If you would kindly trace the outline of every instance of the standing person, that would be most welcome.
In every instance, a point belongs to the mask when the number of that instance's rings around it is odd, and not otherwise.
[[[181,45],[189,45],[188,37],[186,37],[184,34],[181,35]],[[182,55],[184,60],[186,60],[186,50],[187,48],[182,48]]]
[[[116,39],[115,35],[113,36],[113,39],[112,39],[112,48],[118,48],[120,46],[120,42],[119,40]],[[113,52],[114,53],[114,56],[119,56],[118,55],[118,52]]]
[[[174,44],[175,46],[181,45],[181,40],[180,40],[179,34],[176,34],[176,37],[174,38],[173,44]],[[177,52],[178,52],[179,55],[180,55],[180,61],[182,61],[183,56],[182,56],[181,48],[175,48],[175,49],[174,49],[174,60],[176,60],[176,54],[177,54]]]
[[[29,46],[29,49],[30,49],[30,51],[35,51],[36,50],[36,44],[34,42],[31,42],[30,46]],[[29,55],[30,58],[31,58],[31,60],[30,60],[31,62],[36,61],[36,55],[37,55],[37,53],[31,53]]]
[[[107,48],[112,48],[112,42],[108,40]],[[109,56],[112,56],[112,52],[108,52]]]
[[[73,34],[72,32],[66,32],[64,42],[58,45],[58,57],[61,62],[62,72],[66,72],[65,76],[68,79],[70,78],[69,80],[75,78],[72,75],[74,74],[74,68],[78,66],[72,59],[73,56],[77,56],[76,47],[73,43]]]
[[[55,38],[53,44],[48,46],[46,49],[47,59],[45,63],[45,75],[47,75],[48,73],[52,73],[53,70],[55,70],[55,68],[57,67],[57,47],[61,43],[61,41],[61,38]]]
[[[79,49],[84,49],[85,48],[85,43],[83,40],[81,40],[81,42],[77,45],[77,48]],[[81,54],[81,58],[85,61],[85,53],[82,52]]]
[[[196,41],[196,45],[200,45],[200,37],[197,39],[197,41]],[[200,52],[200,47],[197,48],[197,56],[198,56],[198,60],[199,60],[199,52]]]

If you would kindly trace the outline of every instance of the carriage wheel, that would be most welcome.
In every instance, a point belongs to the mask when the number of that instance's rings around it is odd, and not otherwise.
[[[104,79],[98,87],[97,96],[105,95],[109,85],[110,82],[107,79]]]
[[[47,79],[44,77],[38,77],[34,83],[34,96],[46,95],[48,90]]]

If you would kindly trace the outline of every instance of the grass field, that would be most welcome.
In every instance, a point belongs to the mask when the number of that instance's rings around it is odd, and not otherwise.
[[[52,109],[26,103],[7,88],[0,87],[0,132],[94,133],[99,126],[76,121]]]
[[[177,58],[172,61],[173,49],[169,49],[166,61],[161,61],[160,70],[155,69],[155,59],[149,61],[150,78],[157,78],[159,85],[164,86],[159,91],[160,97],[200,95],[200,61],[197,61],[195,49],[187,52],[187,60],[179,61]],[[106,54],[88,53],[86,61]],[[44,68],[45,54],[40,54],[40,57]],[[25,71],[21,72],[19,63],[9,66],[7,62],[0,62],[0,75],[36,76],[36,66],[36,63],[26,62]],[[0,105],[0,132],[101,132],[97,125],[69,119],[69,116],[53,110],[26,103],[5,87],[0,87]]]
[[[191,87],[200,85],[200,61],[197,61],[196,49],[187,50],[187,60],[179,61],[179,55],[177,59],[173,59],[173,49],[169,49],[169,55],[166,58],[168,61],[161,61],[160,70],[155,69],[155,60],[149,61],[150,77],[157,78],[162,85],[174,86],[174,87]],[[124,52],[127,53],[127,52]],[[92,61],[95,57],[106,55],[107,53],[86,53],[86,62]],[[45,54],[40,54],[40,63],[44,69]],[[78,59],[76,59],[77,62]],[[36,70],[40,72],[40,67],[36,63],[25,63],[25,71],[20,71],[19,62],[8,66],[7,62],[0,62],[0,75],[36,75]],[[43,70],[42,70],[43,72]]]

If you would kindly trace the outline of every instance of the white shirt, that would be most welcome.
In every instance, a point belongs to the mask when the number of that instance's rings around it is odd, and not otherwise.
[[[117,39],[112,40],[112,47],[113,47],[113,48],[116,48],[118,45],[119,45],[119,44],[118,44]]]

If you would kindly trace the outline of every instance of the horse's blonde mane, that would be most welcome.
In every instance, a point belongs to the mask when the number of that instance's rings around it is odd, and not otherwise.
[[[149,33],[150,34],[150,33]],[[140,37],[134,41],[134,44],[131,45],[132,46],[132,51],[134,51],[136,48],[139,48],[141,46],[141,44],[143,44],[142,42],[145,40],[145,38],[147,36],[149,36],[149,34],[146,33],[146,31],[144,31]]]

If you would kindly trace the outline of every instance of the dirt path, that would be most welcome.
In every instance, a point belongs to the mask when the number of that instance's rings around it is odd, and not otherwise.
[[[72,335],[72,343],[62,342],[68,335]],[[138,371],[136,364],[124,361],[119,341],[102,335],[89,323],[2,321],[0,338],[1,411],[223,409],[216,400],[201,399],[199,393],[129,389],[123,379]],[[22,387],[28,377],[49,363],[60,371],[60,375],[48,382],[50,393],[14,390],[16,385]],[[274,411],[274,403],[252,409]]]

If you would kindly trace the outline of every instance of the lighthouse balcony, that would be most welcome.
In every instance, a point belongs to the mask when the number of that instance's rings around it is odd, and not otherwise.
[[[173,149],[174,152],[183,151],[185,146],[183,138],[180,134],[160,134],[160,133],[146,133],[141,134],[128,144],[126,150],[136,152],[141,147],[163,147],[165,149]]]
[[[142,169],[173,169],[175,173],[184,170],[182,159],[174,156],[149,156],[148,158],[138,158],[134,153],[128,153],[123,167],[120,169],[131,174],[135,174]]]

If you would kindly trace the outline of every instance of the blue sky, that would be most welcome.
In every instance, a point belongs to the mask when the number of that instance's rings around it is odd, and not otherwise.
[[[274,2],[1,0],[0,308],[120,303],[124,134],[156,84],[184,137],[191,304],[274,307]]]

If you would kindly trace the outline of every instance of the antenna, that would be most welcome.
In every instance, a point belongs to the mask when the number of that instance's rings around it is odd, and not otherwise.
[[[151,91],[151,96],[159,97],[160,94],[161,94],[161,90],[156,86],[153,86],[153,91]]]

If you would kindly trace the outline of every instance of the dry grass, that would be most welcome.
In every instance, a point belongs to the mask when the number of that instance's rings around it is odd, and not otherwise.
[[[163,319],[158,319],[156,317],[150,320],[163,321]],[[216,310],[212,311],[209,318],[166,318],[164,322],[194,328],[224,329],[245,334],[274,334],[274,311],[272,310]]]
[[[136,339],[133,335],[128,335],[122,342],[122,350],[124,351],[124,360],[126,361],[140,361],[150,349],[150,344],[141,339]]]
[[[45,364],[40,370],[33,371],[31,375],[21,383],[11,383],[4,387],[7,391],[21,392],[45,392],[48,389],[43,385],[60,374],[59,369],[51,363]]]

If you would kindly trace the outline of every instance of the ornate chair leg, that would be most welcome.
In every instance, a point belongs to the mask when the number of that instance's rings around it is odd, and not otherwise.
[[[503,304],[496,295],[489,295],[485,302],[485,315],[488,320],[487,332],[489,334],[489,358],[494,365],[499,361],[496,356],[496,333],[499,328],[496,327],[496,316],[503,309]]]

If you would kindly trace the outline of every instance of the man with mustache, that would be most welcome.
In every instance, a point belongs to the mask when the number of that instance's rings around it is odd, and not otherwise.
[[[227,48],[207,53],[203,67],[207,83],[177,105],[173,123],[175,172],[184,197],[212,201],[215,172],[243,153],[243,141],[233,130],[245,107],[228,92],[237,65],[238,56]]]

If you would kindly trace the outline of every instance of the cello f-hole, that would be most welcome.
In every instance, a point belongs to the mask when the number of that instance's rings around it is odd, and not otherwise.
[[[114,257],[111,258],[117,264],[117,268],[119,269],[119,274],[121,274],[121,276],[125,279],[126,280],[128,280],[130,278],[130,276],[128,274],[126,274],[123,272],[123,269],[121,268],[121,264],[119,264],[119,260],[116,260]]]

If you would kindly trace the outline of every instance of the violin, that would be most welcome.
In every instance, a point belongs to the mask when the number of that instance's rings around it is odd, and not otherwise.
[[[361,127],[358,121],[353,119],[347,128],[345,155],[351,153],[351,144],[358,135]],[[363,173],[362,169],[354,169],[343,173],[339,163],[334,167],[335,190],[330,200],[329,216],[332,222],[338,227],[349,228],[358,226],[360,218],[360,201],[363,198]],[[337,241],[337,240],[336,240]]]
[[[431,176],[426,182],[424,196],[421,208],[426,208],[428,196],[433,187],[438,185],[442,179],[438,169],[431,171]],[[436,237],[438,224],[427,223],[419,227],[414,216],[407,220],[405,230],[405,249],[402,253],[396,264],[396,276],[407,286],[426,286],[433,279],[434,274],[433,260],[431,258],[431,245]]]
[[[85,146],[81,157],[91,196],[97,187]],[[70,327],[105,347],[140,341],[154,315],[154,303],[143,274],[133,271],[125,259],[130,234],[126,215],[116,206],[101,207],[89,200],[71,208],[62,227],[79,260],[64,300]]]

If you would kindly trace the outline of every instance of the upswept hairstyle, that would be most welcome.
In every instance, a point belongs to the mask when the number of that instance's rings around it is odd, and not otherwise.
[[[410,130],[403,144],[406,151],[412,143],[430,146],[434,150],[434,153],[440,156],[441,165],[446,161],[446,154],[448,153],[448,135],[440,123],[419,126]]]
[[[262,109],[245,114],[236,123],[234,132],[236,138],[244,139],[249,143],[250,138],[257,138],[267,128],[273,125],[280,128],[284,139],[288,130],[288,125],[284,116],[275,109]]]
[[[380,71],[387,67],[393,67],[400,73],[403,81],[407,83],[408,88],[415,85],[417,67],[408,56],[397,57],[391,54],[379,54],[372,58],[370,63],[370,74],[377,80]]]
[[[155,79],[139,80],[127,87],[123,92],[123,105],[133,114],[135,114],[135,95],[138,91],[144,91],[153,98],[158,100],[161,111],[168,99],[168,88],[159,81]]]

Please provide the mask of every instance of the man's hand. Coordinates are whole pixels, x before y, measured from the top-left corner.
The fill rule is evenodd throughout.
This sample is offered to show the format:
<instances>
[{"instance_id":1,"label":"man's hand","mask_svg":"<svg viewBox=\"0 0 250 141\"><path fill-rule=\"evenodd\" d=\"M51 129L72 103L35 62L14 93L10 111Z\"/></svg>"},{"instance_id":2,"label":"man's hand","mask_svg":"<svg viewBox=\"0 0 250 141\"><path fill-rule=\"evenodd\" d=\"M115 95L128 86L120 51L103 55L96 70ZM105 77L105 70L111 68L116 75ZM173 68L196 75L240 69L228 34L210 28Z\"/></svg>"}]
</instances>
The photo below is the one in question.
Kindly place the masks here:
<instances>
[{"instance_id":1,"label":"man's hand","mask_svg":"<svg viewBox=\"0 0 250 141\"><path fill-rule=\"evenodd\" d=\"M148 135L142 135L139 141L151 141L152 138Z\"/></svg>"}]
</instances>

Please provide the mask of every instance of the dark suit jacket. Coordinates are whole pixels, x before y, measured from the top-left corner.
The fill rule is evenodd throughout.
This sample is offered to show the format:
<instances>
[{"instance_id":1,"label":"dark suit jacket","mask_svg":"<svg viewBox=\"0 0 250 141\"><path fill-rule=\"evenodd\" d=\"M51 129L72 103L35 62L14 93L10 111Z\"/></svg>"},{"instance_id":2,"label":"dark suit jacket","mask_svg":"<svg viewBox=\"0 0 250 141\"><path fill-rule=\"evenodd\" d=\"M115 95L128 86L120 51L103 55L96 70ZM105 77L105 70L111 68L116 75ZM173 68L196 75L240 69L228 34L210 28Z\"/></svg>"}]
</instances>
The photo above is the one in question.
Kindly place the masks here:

--- What this task involves ---
Put every line of the data from the line containing "Please provide the mask of every instance of the dark" through the last line into a JSON array of strings, one string per line, with blank lines omitted.

--- Answer to this task ---
[
  "Please provide the mask of every instance of the dark suit jacket. Coordinates are whole pixels, x before y, measured from the top-left corner.",
  "The fill rule is evenodd throughout.",
  "This sample is offered to show the format:",
  "<instances>",
  "[{\"instance_id\":1,\"label\":\"dark suit jacket\",\"mask_svg\":\"<svg viewBox=\\\"0 0 250 141\\\"><path fill-rule=\\\"evenodd\\\" d=\\\"M51 129L72 103L35 62L14 93L10 111Z\\\"/></svg>\"},{\"instance_id\":2,\"label\":\"dark suit jacket\",\"mask_svg\":\"<svg viewBox=\\\"0 0 250 141\\\"><path fill-rule=\\\"evenodd\\\" d=\\\"M115 95L128 86L120 51L103 55L96 70ZM105 77L105 70L111 68L116 75ZM173 68L196 75L240 69L228 34L210 28Z\\\"/></svg>\"}]",
  "</instances>",
  "The photo above is the one in question.",
  "Kindly place the masks here:"
]